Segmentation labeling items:
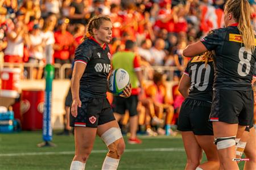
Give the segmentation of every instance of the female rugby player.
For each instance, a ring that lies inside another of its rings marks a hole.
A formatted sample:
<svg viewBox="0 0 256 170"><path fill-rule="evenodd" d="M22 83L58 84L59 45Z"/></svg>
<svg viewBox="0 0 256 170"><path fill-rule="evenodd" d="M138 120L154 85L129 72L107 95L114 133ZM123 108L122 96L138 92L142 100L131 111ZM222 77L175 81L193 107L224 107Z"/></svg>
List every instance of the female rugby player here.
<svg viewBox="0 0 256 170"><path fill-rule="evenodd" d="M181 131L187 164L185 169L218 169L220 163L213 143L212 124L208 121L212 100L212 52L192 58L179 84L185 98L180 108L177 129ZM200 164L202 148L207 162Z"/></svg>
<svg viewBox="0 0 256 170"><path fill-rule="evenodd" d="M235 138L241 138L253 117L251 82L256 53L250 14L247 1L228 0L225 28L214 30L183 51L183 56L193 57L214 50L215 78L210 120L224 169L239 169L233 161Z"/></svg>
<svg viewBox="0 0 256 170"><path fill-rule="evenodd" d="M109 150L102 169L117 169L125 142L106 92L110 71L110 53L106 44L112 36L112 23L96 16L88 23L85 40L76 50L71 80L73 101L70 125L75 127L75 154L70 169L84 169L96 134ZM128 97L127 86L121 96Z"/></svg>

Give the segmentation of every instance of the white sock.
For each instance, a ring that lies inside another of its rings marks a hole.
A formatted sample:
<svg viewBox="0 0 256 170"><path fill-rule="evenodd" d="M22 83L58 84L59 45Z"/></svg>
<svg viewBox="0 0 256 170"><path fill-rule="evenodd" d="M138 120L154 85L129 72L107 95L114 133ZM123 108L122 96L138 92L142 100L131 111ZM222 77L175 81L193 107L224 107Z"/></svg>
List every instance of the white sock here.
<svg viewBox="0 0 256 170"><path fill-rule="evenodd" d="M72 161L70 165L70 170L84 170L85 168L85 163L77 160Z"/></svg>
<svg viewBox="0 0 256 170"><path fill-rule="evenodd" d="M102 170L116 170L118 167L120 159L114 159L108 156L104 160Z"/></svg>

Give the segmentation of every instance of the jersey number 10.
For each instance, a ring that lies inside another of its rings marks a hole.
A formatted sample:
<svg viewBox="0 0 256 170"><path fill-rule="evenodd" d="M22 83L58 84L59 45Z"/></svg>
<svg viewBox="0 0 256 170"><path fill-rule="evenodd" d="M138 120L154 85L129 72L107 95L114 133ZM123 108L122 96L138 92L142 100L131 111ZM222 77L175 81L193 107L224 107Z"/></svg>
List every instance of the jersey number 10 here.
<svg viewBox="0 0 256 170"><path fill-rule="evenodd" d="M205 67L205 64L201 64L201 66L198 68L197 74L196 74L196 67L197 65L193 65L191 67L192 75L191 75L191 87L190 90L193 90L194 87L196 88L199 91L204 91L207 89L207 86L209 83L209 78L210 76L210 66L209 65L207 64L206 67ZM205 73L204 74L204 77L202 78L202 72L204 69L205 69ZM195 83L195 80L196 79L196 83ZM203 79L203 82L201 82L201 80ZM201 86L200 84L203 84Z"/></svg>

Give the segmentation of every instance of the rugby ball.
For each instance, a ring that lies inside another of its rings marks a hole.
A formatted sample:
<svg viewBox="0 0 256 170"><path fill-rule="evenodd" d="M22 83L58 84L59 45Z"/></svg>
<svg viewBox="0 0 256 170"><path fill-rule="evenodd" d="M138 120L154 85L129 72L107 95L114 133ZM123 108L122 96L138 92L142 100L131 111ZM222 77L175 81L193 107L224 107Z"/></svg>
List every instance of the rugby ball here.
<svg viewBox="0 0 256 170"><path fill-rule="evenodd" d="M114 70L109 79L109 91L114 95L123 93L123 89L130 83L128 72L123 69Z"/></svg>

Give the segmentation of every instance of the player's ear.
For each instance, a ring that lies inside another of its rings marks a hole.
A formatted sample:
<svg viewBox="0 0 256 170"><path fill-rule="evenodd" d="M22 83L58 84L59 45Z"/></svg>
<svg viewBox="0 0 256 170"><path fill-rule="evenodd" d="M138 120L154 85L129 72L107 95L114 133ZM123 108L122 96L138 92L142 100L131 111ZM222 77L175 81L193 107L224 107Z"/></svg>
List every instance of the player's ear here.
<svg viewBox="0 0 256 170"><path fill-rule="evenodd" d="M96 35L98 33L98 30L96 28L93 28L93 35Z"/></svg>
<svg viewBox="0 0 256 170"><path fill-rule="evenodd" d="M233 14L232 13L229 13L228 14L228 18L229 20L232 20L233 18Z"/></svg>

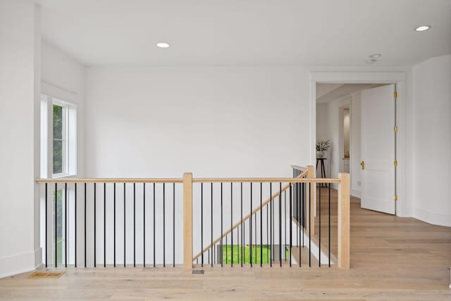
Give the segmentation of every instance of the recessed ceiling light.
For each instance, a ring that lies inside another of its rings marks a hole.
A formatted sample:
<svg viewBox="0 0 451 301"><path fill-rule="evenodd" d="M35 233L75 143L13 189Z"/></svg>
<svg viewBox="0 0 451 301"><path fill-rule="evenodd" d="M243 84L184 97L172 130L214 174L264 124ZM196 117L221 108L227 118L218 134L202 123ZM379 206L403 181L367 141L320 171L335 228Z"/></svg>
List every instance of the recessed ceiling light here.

YOUR OBJECTIVE:
Quote every one of the lines above word for word, omitting the pictures.

COMPLETE RESPONSE:
Give the segmentation of every instance of the female rugby player.
For each instance, a ring that lies inside another of its rings marks a hole.
A formatted sample:
<svg viewBox="0 0 256 170"><path fill-rule="evenodd" d="M22 83L58 84L59 45Z"/></svg>
<svg viewBox="0 0 256 170"><path fill-rule="evenodd" d="M138 120L154 85L129 72L107 95L114 133ZM123 108L122 96L138 92L142 100L131 111ZM222 77L175 81L193 107L224 107Z"/></svg>
List every instance of the female rugby player here.
<svg viewBox="0 0 256 170"><path fill-rule="evenodd" d="M181 131L187 164L185 169L218 169L220 163L213 143L212 124L208 121L212 100L212 52L192 58L179 84L185 98L180 108L177 129ZM200 164L202 148L207 162Z"/></svg>
<svg viewBox="0 0 256 170"><path fill-rule="evenodd" d="M235 138L241 138L253 117L251 82L256 53L250 14L247 1L228 0L225 28L214 30L183 51L183 56L193 57L214 50L215 78L210 120L224 169L239 169L233 161Z"/></svg>
<svg viewBox="0 0 256 170"><path fill-rule="evenodd" d="M109 150L102 169L117 169L125 142L106 92L110 71L110 53L106 44L112 36L112 23L96 16L88 23L85 40L76 50L71 80L73 101L70 125L75 127L75 154L70 169L84 169L96 134ZM128 97L127 86L121 96Z"/></svg>

Give the segmentation of every instance of the white sock.
For each instance, a ring that lies inside another of its rings marks a hole.
A formatted sample:
<svg viewBox="0 0 256 170"><path fill-rule="evenodd" d="M22 83L58 84L59 45Z"/></svg>
<svg viewBox="0 0 256 170"><path fill-rule="evenodd" d="M138 120L154 85L129 72L107 95L114 133ZM123 108L122 96L138 92L142 100L131 111ZM222 77L175 81L193 107L224 107Z"/></svg>
List every instance of the white sock here.
<svg viewBox="0 0 256 170"><path fill-rule="evenodd" d="M72 161L70 165L70 170L84 170L85 168L85 163L77 160Z"/></svg>
<svg viewBox="0 0 256 170"><path fill-rule="evenodd" d="M102 170L116 170L118 167L120 159L114 159L108 156L104 160Z"/></svg>

Give the segmentation of every instance of the jersey number 10.
For each instance, a ring that lies inside another of its rings marks a hole.
A formatted sample:
<svg viewBox="0 0 256 170"><path fill-rule="evenodd" d="M22 83L58 84L59 45Z"/></svg>
<svg viewBox="0 0 256 170"><path fill-rule="evenodd" d="M138 120L154 85L129 72L107 95L114 133ZM123 108L122 96L138 92L142 100L131 111ZM222 77L175 81L193 107L224 107Z"/></svg>
List every instance of the jersey number 10 here.
<svg viewBox="0 0 256 170"><path fill-rule="evenodd" d="M205 67L205 64L201 64L201 66L198 68L197 74L196 74L196 67L197 65L193 65L191 67L192 75L191 75L191 87L190 90L193 90L194 87L196 88L199 91L204 91L207 89L207 86L209 83L209 78L210 76L210 66L209 65L207 64L206 67ZM205 73L204 74L204 77L202 78L202 72L204 69L205 69ZM195 83L195 80L196 79L196 83ZM203 79L203 82L201 82L201 80ZM201 86L200 84L203 84Z"/></svg>

Give the segmentation of every instance of the rugby ball.
For each instance, a ring that lies inside another of its rings marks a hole.
A formatted sample:
<svg viewBox="0 0 256 170"><path fill-rule="evenodd" d="M22 83L58 84L59 45Z"/></svg>
<svg viewBox="0 0 256 170"><path fill-rule="evenodd" d="M138 120L154 85L129 72L107 95L114 133ZM123 108L122 96L138 92L142 100L131 111ZM222 77L175 81L193 107L224 107Z"/></svg>
List every instance of the rugby ball here.
<svg viewBox="0 0 256 170"><path fill-rule="evenodd" d="M114 70L109 79L109 91L114 95L123 93L123 89L130 83L128 72L123 69Z"/></svg>

Give the segmentation of every instance of the player's ear.
For each instance, a ring that lies inside another of its rings marks a hole.
A formatted sample:
<svg viewBox="0 0 256 170"><path fill-rule="evenodd" d="M22 83L58 84L59 45Z"/></svg>
<svg viewBox="0 0 256 170"><path fill-rule="evenodd" d="M138 120L154 85L129 72L107 95L114 133ZM123 108L122 96L138 92L142 100L131 111ZM222 77L175 81L193 107L224 107Z"/></svg>
List every instance of the player's ear here.
<svg viewBox="0 0 256 170"><path fill-rule="evenodd" d="M96 35L98 33L98 30L96 28L93 28L93 35Z"/></svg>
<svg viewBox="0 0 256 170"><path fill-rule="evenodd" d="M233 14L232 13L229 13L228 14L228 18L229 20L232 20L233 18Z"/></svg>

Give the segmentation of every instance of the recessed ceiling light.
For each instance, a ring that lies inside another of its rings marks a hole.
A formatted sample:
<svg viewBox="0 0 451 301"><path fill-rule="evenodd" d="M35 233L75 143L13 189Z"/></svg>
<svg viewBox="0 0 451 301"><path fill-rule="evenodd" d="M243 84L184 97L172 130L214 174L264 124ZM196 117L221 108L227 118L218 134L202 123ZM379 206L403 181L367 141L320 171L335 228Z"/></svg>
List every instance of the recessed ceiling light here.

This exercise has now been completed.